» **Set problem**
Give back every record below word for word, changing nothing and leaving nothing out.

+++

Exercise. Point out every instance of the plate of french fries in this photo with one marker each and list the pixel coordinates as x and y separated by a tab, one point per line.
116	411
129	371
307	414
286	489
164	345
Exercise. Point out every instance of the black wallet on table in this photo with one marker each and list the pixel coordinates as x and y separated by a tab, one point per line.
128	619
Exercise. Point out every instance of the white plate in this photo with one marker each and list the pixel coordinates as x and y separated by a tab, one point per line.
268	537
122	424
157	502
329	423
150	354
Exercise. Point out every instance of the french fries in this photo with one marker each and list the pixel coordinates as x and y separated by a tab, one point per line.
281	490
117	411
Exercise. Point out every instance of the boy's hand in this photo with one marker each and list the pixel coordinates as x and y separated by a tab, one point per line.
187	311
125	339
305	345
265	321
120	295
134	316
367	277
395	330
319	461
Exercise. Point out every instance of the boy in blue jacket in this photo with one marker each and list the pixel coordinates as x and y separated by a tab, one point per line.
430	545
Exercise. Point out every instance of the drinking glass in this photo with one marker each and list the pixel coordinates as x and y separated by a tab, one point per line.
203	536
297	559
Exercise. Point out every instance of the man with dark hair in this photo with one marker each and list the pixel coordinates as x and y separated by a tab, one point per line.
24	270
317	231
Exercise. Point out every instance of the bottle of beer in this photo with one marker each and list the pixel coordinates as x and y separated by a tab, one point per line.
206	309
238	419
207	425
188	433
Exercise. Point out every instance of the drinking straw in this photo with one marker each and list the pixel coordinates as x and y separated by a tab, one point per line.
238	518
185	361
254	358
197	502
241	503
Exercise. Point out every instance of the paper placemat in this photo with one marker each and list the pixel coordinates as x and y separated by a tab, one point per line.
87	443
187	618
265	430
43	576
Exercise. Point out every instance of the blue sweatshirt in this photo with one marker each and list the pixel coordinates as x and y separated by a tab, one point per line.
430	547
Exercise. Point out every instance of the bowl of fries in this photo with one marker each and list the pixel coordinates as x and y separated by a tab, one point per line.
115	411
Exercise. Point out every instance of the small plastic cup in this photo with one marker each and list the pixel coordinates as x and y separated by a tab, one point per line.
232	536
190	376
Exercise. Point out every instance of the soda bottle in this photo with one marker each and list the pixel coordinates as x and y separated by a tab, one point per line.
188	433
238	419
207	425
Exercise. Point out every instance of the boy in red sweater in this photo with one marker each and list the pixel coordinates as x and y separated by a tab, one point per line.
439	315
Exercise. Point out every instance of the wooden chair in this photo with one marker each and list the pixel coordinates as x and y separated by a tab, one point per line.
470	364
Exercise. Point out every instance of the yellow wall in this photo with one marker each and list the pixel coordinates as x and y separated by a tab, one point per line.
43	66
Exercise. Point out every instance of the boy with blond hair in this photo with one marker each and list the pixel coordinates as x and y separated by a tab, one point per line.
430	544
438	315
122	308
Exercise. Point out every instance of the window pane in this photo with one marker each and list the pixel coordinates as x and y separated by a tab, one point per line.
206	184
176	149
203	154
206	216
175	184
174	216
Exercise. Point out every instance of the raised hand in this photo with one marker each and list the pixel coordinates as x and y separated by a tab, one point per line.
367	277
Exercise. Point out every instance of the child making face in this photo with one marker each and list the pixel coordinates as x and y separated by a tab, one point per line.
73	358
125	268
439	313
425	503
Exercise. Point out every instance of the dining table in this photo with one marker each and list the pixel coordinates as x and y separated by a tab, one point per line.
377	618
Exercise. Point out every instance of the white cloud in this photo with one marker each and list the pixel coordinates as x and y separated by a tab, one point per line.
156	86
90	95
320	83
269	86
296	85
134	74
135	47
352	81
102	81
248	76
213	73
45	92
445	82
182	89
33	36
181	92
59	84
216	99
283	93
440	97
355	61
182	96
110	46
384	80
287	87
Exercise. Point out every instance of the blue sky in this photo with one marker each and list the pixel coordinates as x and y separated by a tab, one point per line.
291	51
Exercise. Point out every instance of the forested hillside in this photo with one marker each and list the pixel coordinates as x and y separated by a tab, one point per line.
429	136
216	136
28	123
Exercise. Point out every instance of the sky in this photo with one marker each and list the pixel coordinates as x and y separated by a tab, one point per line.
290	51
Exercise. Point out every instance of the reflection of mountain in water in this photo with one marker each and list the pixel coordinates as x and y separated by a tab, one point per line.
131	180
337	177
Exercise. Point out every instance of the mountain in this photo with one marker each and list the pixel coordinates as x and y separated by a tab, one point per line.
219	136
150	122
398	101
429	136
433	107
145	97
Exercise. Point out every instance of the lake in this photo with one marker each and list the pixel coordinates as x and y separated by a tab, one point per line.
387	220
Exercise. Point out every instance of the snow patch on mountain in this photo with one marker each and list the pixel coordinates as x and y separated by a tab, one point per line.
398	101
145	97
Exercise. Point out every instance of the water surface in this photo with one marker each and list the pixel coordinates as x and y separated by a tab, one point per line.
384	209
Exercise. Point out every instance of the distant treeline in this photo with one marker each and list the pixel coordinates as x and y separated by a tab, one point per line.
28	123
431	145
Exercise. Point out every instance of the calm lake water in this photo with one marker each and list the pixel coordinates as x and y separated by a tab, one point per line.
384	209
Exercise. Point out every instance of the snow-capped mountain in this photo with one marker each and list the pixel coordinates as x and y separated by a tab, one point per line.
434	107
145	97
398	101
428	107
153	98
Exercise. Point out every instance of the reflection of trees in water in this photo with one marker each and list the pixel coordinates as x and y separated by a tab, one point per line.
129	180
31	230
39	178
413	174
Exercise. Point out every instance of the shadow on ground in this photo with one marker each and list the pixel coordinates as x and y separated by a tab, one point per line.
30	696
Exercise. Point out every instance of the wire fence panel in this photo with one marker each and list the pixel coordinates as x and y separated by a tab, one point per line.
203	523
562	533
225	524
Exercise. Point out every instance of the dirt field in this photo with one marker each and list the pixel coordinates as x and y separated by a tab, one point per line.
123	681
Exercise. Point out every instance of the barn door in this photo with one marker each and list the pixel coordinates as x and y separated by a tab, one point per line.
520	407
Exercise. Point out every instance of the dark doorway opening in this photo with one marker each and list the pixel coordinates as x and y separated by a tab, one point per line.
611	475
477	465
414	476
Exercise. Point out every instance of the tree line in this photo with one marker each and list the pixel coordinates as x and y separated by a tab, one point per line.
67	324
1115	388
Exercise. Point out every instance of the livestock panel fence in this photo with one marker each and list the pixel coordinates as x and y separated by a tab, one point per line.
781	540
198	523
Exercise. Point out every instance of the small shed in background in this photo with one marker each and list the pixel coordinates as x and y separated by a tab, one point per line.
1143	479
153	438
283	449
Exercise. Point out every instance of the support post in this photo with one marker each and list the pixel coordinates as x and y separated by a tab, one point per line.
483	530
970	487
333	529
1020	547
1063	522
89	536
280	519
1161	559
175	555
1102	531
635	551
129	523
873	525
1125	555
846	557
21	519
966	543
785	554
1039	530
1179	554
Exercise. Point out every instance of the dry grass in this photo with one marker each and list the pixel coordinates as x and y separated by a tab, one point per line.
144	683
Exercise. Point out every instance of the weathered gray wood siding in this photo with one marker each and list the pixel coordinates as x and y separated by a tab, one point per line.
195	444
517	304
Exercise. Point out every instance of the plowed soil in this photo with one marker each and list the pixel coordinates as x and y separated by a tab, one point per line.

+++

» **Written reply**
Exercise. Point out every instance of the plate of french fries in this photo with one marker each and list the pixel coordinates as x and y separated by a tab, one point per line.
116	411
129	371
307	414
286	489
164	345
Exercise. Point out every instance of the black wallet on table in this photo with one marker each and list the pixel coordinates as x and y separated by a tab, one point per line.
128	619
Exercise. Point out every instance of the white plate in this photo with one marker each and list the pixel coordinates as x and y separated by a tab, one point per line.
268	537
122	424
157	502
329	423
150	354
Exercise. Point out every instance of the french fries in this photo with one marker each and list the pixel coordinates as x and y separated by a tab, one point per line.
281	490
117	411
Exercise. Point out every instance of the boy's hand in this photo with one marker each and list the pixel coordinates as x and y separated by a tab, one point per line.
187	311
125	339
305	345
265	321
120	295
134	316
367	277
395	330
319	461
Exercise. Point out every instance of the boy in blue jacket in this photo with one marker each and list the pixel coordinates as x and y separated by a tab, one point per line.
430	545
Exercise. Point out every instance of the drinking glass in this photo with one marker each and list the pixel coordinates as x and y separated by a tab, one point per line.
203	536
297	559
Exercise. Point out every instance of the man with dark hair in this photo with one marker each and list the pixel coordinates as x and y separated by a tab, one point per line.
24	270
317	231
Exercise. Point out every instance of the bottle of beer in this photo with one marker each and list the pixel coordinates as x and y separated by a tab, one point per line.
206	309
238	419
207	425
188	433
Exercise. Point out every instance of the drinking straw in this photo with one marker each and list the pixel coordinates as x and y separated by a tab, one point per line.
238	518
185	361
254	358
197	502
241	503
Exercise. Point out every instance of the paper placemat in this photo with one marker each and list the pixel coordinates as x and y separated by a tab, one point per line.
87	443
187	618
265	430
43	576
Exercise. Point out every instance of the blue sweatshirt in this photo with one marker each and list the pixel coordinates as x and y separated by a tab, one point per line.
430	547
Exercise. Point out every instance of the bowl of fries in this photo with one marker each and list the pixel coordinates as x and y separated by a tab, one point per line.
115	411
Exercise. Point out every instance of the small plastic cup in this photo with one marker each and list the pixel coordinates as x and y separated by a tab, one point per line.
232	536
190	376
Exercise. Point out every instance of the soda bottle in this photo with one marker each and list the pixel coordinates as x and y separated by a tab, one point per line.
188	433
238	419
207	425
Exercise. Point out every instance of the boy in red sweater in this photo with one marker each and list the pixel coordinates as x and y separated by a tab, one point per line.
439	315
Exercise. Point out every instance of the wooden chair in this photo with one marker each and list the pixel coordinates as x and y separated by a tab, one point per line.
470	364
Exercise. Point out every instance of the yellow wall in this photo with one marker each and list the pixel coordinates as x and y separated by a tab, one point per line.
43	66
Exercise. Point out every instance of the boy with blond hair in this photo with one marker each and list the pixel coordinates as x and y separated by a tab, one point per line.
430	544
438	315
122	308
Exercise. Point out every instance of the window pane in this photo with one marker each and list the pixel coordinates as x and y separated by a tab, one point per line.
206	184
176	149
203	154
206	216
175	184
174	216
Exercise. Point out every instance of the raised hand in this photo with one marker each and list the pixel coordinates as x and y separated by a tab, one point per line.
367	277
Exercise. Point out every instance of the child making face in this photo with one marker each and list the pixel coordinates as x and y separated by a tab, one point per line.
73	358
125	268
439	313
425	503
Exercise. Point out every instance of the dining table in this photo with one marker each and list the pixel coordinates as x and y separated by a tab, one point per line.
377	618
Exercise. Point out every instance of the white cloud in this photo with one marker each and list the pixel coordinates as x and y separated by a tab, one point per line.
156	86
90	95
320	83
269	86
296	85
134	74
135	47
352	81
102	81
248	76
213	73
45	92
445	82
182	89
33	36
181	92
59	84
216	99
283	93
440	97
355	61
182	96
110	46
384	80
287	87
Exercise. Point out every instance of the blue sky in this photo with one marker each and list the pixel coordinates as x and y separated by a tab, one point per line.
291	51
Exercise. Point out every instance of the forested hillside in this photo with one marker each and list the pixel coordinates as x and y separated by a tab, one point per line.
429	136
216	136
28	123
Exercise. Point out every instance of the sky in this photo with one marker each and list the pixel coordinates as x and y separated by a tab, one point per line.
290	51
Exercise. Point out every instance of the reflection of mountain in water in this photo with one marker each and list the pixel coordinates as x and y separated by a tab, one point per line.
131	180
337	177
Exercise. Point out every instance of the mountain in this photo with one marker each and list the pixel coordinates as x and y separated by a tab, one point per line.
219	136
150	122
398	101
429	136
433	107
145	97
Exercise. Point out every instance of the lake in this photo with one marker each and list the pixel coordinates as x and y separated by a tab, one point per line.
387	220
Exercise. Point out every instance of the snow patch on mountain in this photo with one marker each and list the pixel coordinates as x and y separated by a tab, one point per line.
398	101
145	97
Exercise. Point out every instance of the water surface in this photo with one marker each and list the pixel coordinates as x and y separated by a tab, one point per line.
384	209
Exercise. Point out every instance of the distant treeline in this photo with one marker each and list the pixel coordinates as x and y separated by a tab, one point per line.
28	123
431	145
Exercise. Point out every instance of the calm lake water in this photo with one marker each and list the pixel coordinates as x and y separated by a tab, one point per line.
384	209
Exercise. Point out every instance of the snow-capped mountain in this photo with one marker each and list the pixel coordinates as x and y separated by a tab, one point per line.
434	107
145	97
398	101
428	107
153	98
Exercise. Point out every instance of the reflection of trees in water in this photo with one marker each and list the pixel coordinates as x and y separated by a tab, one point per line.
129	180
31	230
39	178
413	174
Exercise. Point out every instance of the shadow on ground in this photo with one marker each and list the pixel coordinates as x and y separated by a tab, one point per line.
30	696
Exercise. Point out every instance of the wire fence panel in this photo with one marker each and list the pixel coordinates as x and y separated by a tab, one point per line.
203	523
562	533
225	524
Exercise. Point out every instance of the dirt field in this photo with one marker each and list the pixel coordinates as x and y separated by a tab, one point per line.
123	681
Exercise. Point out every instance of the barn door in this photo with one marker each and list the pixel coordinates as x and y separated by a tab, one point per line.
520	407
Exercise. Point out every instance of the dark doorway opening in this photo with one marker each and list the pixel coordinates as x and y separated by a tab, one point per line.
611	475
477	465
414	476
Exercise. Point out every instance of the tree line in this photo with one marker each and list the pixel coordinates as x and y separated by a tab, one point per line.
67	324
1115	388
Exercise. Point out every instance of the livestock panel fence in this photo with one marker each and list the pixel coordinates as x and y separated by a tab, one point per line.
781	540
198	523
Exercise. Point out every instance of the small shed in background in this photo with one marker each and list the pixel coordinates as x and y separated by a tab, one point per line.
1143	479
153	438
283	449
Exercise. Point out every instance of the support post in this photo with one marker each and list the pixel coordinates as x and y separated by a tab, one point per line.
483	530
970	487
333	529
1020	547
1063	522
89	536
280	519
1161	559
175	555
1102	531
635	551
129	523
873	525
1125	555
846	557
21	519
966	543
785	554
1039	530
1179	554
Exercise. Point out every instance of the dry grass in this photo with one marker each and list the pixel coordinates as x and y separated by a tab, one point per line.
144	683
Exercise. Point out every instance of the weathered gray wood siding in this photo with one marker each and list the pixel coordinates as x and y separated by a tab, one point per line.
195	444
517	304
Exercise. Point out every instance of the plowed soil in this photo with one marker each and list the pixel coordinates as x and y separated by a tab, one point per line.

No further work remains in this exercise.